Set problem >>
Reproduce only the lines that run from the line with "of the snow-covered" to the last line of the material, both ends included, exactly as they appear.

Given entries >>
▬▬▬▬▬▬▬▬▬▬

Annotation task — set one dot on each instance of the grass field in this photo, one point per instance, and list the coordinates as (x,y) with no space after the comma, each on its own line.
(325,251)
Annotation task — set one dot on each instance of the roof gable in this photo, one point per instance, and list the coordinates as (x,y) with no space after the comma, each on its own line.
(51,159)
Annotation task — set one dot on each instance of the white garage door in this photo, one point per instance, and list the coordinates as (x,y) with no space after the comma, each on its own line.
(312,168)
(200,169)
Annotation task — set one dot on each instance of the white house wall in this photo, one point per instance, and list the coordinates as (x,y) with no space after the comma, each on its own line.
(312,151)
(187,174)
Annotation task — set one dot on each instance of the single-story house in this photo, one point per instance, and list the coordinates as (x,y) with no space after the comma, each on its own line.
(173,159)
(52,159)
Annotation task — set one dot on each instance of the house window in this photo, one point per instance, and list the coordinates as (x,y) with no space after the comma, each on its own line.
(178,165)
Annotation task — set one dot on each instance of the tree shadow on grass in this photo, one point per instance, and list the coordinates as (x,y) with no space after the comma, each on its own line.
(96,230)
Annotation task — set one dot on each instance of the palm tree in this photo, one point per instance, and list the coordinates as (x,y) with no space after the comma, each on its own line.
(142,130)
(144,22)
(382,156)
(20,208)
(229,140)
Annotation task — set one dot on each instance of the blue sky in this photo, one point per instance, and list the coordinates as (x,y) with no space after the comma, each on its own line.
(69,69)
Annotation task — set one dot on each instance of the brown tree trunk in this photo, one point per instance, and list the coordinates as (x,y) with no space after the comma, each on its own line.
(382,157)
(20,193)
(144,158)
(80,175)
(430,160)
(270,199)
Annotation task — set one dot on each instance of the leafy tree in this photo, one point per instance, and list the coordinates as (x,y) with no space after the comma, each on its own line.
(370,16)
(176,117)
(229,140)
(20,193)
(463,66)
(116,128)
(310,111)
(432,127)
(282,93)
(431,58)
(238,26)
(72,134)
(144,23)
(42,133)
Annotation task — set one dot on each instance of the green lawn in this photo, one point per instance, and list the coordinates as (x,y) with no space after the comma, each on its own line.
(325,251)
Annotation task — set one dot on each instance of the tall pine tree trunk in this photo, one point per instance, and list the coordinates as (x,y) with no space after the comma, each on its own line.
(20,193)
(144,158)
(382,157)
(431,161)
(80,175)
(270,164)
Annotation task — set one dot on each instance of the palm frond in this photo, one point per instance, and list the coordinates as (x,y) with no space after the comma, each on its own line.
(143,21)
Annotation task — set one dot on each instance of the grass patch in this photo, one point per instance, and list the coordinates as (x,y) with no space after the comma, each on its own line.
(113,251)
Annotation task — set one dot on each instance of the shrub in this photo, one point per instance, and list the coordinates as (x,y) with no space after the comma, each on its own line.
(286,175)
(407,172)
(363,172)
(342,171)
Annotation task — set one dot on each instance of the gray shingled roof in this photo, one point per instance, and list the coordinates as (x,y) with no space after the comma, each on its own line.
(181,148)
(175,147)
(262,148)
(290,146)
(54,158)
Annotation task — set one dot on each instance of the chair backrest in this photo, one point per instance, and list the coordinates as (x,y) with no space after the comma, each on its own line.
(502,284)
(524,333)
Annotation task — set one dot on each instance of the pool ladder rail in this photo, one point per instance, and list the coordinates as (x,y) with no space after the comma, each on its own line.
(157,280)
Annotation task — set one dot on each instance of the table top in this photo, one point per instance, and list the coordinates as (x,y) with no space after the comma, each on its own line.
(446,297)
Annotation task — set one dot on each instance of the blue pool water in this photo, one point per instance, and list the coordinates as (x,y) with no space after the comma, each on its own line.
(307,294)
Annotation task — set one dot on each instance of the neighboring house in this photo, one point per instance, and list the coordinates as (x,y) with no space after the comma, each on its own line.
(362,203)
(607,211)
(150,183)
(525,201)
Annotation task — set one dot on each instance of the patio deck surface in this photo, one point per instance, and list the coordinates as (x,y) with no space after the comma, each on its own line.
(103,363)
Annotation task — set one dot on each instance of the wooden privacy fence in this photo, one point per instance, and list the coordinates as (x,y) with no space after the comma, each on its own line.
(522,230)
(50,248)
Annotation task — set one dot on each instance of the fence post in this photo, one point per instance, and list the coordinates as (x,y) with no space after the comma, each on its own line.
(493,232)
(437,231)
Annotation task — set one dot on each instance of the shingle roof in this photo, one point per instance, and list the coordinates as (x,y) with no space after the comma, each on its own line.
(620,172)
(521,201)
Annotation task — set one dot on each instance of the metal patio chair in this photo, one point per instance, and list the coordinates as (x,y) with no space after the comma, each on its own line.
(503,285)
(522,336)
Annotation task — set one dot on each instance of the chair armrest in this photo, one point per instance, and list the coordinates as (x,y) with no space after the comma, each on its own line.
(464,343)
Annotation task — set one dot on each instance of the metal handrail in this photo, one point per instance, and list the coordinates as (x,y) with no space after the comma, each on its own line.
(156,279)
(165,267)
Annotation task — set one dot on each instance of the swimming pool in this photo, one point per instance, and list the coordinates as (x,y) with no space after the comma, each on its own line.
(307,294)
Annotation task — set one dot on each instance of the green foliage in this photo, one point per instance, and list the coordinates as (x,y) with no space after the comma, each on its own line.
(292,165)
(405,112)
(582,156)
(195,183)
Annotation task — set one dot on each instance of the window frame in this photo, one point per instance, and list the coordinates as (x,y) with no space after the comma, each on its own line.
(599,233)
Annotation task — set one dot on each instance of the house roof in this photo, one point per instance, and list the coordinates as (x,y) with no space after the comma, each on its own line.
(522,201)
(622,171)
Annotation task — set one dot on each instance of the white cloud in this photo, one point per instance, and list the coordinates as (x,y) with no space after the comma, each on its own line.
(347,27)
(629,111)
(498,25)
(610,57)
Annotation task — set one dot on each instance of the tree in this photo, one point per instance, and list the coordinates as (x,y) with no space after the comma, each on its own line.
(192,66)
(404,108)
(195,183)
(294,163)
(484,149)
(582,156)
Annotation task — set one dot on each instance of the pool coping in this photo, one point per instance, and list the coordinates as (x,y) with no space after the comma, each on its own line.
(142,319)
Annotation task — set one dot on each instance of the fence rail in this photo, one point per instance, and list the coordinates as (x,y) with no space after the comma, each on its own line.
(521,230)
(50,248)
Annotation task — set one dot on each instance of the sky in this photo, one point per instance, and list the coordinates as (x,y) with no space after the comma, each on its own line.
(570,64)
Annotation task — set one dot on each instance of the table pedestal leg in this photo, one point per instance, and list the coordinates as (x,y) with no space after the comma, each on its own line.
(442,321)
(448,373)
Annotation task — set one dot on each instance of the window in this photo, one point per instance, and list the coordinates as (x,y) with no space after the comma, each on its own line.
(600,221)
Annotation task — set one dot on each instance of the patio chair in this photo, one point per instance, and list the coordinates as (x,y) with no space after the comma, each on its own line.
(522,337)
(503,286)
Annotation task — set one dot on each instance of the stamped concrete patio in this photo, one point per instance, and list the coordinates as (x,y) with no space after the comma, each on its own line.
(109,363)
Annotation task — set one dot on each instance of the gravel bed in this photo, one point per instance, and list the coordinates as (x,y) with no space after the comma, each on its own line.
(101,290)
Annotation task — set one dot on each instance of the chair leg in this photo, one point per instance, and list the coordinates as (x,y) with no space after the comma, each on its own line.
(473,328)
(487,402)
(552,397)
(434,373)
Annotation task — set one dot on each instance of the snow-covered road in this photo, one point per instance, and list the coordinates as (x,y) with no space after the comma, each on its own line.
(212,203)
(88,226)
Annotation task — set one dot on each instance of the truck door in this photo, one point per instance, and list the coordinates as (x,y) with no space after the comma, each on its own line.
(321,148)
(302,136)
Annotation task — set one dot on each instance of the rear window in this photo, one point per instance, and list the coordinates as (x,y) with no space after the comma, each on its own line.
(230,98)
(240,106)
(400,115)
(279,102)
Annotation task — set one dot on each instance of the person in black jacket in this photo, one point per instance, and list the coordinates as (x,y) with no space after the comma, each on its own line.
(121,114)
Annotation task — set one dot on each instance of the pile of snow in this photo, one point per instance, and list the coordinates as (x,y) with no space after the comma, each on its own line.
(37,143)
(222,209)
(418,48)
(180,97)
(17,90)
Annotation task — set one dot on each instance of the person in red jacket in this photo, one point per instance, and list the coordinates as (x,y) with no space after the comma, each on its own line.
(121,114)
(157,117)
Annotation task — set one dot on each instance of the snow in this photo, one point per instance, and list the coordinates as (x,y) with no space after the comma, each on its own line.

▬▬▬▬▬▬▬▬▬▬

Finished answer >>
Annotation task — set one dot on each instance of the snow-covered road in this photo, one point per instance, and list the coordinates as (x,y) with no space after the comma, each on its own line.
(212,203)
(88,226)
Annotation task — set one dot on each instance of the truck door in this photo, one point per instance, and list the coordinates as (x,y) with no space after the comma, each on its own line.
(321,148)
(302,136)
Annotation task — set one dot on each instance of the rear window in this photo, one point per instance, and list the coordinates as (x,y) with no space after the comma, each on its own line.
(230,98)
(240,106)
(400,115)
(279,102)
Annotation task — set one dot on each instance of the person in black jacket in this photo, one point per instance, and list the coordinates as (x,y) with no space after the comma, each on its own line.
(121,114)
Annotation task — set one dot on each instance of the pile of snow in this photo, one point per instance, and list the coordinates as (x,y) with no space after the comma, each on its own line.
(37,143)
(222,209)
(418,48)
(180,97)
(17,90)
Annotation task — set one dot on each instance of the person in red jacket in this photo, one point per instance, and list the coordinates as (x,y) with no space after the comma, each on its own line.
(121,114)
(157,117)
Annotation task — set one dot on each instance of the snow in this photo, one point per instance, and list the coordinates as (x,y) with no space after the comma, each on its own line.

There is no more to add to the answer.